→ **WHAT IS REQUIRED**: List every line in the records below that contains the string "background". Case counts.

→ **DATA TO PROCESS**:
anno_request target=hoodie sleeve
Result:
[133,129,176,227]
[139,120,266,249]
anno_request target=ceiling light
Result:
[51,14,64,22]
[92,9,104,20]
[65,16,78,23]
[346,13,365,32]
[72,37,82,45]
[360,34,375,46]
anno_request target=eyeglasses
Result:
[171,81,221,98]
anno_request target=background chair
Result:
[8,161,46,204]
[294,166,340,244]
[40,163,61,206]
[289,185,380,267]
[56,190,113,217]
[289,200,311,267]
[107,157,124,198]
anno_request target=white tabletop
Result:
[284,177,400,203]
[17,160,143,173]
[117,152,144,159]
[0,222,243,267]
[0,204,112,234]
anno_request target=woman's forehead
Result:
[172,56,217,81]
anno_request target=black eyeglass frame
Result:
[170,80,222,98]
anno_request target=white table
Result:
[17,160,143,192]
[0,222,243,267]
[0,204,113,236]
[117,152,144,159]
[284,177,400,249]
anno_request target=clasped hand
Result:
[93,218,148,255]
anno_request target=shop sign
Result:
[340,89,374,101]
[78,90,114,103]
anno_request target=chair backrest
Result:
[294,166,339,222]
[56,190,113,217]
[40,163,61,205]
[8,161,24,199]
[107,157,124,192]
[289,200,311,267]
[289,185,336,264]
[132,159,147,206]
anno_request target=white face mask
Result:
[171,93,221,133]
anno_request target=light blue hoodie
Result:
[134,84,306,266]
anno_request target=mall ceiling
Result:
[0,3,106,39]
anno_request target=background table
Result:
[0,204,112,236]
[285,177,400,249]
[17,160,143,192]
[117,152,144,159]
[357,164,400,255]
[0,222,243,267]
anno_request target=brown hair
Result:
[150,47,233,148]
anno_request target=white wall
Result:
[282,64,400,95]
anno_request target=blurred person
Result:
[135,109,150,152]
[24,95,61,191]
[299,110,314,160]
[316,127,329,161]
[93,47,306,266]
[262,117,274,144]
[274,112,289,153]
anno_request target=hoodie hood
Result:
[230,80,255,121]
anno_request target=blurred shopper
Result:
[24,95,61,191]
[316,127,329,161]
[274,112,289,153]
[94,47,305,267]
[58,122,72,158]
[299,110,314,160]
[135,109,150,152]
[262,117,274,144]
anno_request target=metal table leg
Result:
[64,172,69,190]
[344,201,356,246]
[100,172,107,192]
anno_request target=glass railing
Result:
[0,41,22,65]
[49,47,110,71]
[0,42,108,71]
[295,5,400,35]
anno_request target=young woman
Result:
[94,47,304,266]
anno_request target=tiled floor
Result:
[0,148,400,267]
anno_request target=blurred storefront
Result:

→ **CORRECT OUTPUT**:
anno_request target=background chair
anno_request target=background table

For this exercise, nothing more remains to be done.